- AUFGABENSTELLUNG A -
Kopiere bitte aus dem Text über die Zeitung radikal weiter unten wortgetreu den Abschnitt von „Auf Anregung der“ bis einschließlich „sind sehr begrenzt.“.

- VORGEGEBENER TEXT -
Die typische Frage aller Zeitungsmenschen, "Wer liest uns eigentlich?", fand sich auf einem beigelegten Fragebogen im März 1977. "Liest Du regelmäßig radikal? Wie gefällt Dir der Name? Womit setzt sich radikal zuwenig/zuviel auseinander? Wie gefällt Dir das Layout, Format usw.? Hast Du Verbesserungsvorschläge? Welche anderen linken Zeitungen liest Du? Wärst Du bereit, in irgendeiner Form bei radikal mitzuarbeiten?" Die letzte Frage war gezielt, denn die zunehmende Arbeit in Herstellung und Vertrieb verlangte nach mehr und neuen Leuten. Die Redaktion bestand zwar zeitweise aus 16 Personen, aber die Fluktuation war abgesehen von einer Kerngruppe ziemlich hoch.
Berichte von Gruppen kamen eher selten von selbst, sondern mußten angemahnt, wenn nicht eh selbst verfaßt werden. Ein Stimmungsbild unter der Überschrift "Wie eine neue radi entsteht" begann folglich, daß die Frage eher sei: "Entsteht eine neue radi?"
Trotz der zeitungsinternen Probleme wurde fast von Beginn an an einer Vernetzung mit anderen Zeitungen gearbeit. In Westberlin existierten seinerzeit ca. 20 "alternative" Zeitungen und Zeitschriften, von KOZ - Kreuzberger Obdachlosen Zeitung, Extra-Dienst und Info-BUG über den Weddinger Hammer bis hin zur Keule, dem Chamisso Blatt, der Posaune Neukölln und den Schwarzen Protokollen.
Auf Anregung der radikal entstand das monatliche Alternativzeitungstreffen Westberlin, über das es in der Nr. 14 hieß: "Unsere Interessen berühren sich an wichtigen Punkten, die ein gemeinsames Handeln erfordern:
1. Gemeinsam kämpfen wir gegen das bürgerliche Meinungsmonopol und die subtile Hetze aus dem Hause Springer, gegen das Prinzip der profitorientierten Produktion von Information und Meinung.
2. Daraus folgt, daß wir uns permanent wehren müssen
- gegen Zensur und Beschlagnahmepraktiken,
- gegen den allgegenwärtigen ökonomischen Druck und den daraus resultierenden Stress, den es bedeutet, 'nebenher' eine Zeitung zu machen. Unsere technischen Mittel sind sehr begrenzt.

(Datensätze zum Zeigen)
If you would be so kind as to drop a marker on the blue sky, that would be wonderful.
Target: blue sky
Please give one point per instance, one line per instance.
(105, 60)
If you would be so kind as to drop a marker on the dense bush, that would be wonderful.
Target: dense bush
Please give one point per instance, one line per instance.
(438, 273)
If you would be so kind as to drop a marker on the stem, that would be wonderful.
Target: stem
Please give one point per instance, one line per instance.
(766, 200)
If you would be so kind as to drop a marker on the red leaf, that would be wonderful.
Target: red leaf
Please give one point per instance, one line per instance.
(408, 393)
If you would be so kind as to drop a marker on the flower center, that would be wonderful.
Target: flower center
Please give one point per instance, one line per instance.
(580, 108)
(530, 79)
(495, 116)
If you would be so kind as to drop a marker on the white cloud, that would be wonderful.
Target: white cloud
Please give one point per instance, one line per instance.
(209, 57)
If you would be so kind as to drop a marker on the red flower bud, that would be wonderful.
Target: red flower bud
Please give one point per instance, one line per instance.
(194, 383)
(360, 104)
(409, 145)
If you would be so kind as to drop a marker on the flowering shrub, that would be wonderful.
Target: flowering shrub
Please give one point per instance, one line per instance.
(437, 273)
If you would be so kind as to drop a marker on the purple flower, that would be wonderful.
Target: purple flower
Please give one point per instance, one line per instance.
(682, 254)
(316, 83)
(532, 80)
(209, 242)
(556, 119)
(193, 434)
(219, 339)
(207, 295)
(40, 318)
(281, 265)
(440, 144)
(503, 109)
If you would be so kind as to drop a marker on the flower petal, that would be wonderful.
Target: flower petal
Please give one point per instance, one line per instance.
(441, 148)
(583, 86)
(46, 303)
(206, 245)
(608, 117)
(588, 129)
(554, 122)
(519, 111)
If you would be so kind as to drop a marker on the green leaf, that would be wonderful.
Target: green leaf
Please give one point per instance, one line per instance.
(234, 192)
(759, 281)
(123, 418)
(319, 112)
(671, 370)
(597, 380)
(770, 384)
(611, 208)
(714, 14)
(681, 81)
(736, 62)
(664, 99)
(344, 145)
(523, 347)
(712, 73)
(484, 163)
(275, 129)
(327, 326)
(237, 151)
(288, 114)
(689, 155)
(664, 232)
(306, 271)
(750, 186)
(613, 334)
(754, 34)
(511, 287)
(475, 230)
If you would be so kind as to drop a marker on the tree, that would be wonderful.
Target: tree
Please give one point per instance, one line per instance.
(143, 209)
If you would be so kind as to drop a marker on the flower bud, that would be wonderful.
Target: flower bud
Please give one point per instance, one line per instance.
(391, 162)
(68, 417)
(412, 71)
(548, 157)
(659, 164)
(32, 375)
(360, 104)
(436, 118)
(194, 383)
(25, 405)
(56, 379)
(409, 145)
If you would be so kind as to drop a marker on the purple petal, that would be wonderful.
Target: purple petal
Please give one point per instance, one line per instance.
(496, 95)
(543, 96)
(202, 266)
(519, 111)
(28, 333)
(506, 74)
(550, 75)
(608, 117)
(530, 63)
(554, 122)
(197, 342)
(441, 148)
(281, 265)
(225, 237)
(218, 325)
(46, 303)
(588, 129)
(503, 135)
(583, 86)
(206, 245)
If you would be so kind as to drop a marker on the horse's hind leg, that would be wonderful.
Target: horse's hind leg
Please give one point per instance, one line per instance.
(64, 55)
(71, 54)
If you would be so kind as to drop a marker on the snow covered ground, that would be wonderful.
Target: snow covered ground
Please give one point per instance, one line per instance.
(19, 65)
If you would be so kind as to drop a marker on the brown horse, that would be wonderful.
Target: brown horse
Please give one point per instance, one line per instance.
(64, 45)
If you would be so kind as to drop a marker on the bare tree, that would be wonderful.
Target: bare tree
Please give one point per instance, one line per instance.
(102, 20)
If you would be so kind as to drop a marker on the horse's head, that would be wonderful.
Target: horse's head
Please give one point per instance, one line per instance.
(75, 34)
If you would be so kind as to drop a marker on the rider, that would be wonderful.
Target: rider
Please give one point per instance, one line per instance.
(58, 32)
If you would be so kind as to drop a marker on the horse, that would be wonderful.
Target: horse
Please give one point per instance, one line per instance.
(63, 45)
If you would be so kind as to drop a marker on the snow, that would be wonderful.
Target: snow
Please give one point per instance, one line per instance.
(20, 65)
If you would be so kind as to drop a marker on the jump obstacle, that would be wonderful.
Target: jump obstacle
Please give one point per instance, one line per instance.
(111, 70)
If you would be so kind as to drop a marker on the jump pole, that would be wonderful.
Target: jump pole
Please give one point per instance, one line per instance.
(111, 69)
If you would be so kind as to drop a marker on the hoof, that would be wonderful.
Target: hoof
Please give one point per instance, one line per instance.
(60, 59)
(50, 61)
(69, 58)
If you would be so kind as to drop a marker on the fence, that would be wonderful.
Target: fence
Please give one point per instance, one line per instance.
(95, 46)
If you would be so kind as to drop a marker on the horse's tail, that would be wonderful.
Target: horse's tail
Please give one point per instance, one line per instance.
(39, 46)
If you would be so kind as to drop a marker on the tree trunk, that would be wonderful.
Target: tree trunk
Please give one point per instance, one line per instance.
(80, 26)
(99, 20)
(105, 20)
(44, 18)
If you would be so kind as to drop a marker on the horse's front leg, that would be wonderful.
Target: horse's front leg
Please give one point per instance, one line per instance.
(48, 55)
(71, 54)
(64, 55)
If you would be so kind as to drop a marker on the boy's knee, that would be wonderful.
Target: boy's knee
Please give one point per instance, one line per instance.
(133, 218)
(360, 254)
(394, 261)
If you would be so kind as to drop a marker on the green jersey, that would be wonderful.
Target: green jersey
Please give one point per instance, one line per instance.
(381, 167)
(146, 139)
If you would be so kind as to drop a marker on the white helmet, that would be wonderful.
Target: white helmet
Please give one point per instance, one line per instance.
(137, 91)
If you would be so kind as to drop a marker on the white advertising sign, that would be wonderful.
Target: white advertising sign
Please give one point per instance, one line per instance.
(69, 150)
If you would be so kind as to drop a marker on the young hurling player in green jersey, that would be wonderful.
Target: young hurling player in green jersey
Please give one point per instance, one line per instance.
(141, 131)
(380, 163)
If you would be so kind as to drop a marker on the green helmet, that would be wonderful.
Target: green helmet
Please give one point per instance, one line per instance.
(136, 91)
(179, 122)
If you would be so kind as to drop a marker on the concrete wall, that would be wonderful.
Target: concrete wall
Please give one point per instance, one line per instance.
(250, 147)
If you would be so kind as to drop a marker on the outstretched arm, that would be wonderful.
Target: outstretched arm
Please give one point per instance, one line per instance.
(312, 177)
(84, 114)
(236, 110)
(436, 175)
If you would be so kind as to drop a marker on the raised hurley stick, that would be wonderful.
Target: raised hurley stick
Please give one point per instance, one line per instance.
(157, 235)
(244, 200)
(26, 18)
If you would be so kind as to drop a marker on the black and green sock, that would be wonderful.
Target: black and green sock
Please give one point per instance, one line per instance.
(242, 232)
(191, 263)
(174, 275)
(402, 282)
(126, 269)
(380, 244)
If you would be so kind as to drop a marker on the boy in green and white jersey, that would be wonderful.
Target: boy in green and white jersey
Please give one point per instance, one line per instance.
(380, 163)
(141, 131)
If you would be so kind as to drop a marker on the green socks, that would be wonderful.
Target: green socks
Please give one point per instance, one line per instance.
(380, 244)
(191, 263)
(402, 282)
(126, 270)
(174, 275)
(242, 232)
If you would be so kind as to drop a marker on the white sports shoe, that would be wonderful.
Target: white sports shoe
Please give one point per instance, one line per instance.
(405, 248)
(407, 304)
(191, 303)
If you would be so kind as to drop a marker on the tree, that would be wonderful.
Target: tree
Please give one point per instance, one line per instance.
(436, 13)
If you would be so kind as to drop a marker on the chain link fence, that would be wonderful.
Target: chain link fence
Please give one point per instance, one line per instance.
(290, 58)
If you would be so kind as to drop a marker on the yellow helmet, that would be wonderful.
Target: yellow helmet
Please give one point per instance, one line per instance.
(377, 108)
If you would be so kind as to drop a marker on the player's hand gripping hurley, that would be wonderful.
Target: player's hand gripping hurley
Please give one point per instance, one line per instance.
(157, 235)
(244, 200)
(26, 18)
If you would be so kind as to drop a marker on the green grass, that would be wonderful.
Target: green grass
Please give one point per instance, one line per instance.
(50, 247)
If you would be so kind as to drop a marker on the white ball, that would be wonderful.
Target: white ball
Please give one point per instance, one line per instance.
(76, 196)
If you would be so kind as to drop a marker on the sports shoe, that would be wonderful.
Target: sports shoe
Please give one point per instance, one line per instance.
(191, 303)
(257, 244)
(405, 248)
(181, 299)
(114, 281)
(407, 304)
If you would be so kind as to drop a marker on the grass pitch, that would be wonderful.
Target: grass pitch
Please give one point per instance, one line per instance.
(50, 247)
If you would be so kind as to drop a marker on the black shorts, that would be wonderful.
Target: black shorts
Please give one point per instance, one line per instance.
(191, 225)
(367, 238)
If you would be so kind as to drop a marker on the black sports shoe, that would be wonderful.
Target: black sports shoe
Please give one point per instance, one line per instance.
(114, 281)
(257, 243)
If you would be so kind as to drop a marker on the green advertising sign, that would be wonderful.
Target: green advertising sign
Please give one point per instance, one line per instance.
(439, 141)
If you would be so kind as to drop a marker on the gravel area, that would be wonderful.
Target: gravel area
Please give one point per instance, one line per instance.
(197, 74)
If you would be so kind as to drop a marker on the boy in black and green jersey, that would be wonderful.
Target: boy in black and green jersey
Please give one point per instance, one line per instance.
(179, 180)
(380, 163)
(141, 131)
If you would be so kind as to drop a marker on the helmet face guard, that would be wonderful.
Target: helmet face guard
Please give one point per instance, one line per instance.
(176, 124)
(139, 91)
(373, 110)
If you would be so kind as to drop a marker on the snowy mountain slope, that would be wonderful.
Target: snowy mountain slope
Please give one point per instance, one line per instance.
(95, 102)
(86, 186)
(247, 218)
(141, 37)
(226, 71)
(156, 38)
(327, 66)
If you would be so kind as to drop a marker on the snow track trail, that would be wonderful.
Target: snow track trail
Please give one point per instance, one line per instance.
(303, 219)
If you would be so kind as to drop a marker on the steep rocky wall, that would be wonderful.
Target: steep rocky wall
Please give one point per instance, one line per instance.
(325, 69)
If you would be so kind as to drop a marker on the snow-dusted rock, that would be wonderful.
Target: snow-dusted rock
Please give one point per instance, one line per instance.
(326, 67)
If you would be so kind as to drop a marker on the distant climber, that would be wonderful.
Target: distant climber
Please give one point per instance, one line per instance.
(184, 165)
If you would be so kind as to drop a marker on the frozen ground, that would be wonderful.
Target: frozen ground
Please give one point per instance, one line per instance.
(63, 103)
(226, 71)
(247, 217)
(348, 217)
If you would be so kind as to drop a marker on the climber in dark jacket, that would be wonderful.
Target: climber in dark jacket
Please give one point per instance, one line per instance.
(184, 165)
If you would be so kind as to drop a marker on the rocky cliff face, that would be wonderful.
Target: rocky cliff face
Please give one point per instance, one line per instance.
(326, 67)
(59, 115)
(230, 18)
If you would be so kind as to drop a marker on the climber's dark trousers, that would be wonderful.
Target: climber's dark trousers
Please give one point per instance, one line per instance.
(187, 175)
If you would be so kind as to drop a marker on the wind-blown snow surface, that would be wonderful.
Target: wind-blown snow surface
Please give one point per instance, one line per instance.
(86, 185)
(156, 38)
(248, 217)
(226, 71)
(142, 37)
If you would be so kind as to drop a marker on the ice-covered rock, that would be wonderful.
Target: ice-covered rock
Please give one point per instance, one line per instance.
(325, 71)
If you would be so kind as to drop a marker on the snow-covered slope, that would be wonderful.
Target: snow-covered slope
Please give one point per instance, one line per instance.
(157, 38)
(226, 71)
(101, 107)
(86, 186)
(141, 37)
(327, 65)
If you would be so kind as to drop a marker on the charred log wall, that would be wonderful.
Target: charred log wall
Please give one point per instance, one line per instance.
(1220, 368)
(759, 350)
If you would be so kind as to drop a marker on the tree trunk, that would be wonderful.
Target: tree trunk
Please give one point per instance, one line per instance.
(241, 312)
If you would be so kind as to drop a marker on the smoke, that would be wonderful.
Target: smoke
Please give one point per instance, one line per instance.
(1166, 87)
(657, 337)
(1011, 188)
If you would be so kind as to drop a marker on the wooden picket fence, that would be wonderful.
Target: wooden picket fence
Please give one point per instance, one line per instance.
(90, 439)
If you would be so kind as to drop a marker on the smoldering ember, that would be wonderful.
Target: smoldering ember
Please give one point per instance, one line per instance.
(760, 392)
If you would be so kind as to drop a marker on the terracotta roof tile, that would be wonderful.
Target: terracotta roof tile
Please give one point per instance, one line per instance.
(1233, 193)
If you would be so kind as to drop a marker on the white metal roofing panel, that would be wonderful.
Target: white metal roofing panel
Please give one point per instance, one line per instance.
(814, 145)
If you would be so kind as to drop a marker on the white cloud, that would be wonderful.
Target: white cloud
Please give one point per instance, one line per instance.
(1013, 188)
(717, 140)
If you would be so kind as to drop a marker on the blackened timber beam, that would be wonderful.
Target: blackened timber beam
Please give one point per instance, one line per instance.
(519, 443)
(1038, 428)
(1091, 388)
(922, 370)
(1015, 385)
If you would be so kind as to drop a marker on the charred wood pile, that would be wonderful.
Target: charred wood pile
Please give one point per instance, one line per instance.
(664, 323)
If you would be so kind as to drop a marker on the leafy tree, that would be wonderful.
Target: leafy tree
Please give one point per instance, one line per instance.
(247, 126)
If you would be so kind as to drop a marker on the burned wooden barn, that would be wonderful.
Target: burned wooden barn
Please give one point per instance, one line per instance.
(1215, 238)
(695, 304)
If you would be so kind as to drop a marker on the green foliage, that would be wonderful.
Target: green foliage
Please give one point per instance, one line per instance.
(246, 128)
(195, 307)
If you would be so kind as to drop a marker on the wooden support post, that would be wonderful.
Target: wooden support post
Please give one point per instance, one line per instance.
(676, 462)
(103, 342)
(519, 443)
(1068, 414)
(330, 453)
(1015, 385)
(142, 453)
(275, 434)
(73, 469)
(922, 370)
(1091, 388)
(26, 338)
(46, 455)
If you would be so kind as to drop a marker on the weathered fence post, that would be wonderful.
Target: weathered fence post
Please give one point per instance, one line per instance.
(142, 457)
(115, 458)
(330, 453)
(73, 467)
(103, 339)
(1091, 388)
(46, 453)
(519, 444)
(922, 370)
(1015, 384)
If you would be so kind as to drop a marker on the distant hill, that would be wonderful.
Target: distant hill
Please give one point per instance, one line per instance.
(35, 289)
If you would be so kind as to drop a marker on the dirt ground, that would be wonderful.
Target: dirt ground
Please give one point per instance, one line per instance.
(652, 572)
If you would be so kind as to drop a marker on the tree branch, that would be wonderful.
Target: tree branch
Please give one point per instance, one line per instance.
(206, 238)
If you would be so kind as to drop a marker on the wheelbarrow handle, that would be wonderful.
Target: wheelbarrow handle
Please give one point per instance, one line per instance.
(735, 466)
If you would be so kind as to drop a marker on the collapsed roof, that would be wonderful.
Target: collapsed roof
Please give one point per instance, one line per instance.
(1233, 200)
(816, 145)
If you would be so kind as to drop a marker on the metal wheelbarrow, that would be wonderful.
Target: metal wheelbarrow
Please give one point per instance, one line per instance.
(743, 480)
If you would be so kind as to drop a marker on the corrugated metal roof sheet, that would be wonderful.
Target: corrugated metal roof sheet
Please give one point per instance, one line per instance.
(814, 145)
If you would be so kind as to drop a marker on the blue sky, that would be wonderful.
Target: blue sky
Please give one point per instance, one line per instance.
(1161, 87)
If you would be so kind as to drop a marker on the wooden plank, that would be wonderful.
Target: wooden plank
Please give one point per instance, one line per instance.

- AUFGABENSTELLUNG B -
Filtere die Zeilen oben und gib jede davon wieder, die die Zeichenfolge „steep“ enthält, wobei Groß- und Kleinschreibung zählt.

- RICHTIGES ERGEBNIS A -
Auf Anregung der radikal entstand das monatliche Alternativzeitungstreffen Westberlin, über das es in der Nr. 14 hieß: "Unsere Interessen berühren sich an wichtigen Punkten, die ein gemeinsames Handeln erfordern:
1. Gemeinsam kämpfen wir gegen das bürgerliche Meinungsmonopol und die subtile Hetze aus dem Hause Springer, gegen das Prinzip der profitorientierten Produktion von Information und Meinung.
2. Daraus folgt, daß wir uns permanent wehren müssen
- gegen Zensur und Beschlagnahmepraktiken,
- gegen den allgegenwärtigen ökonomischen Druck und den daraus resultierenden Stress, den es bedeutet, 'nebenher' eine Zeitung zu machen. Unsere technischen Mittel sind sehr begrenzt.

- RICHTIGES ERGEBNIS B -
If you would be so kind as to drop a marker on the steep rocky wall, that would be wonderful.
Target: steep rocky wall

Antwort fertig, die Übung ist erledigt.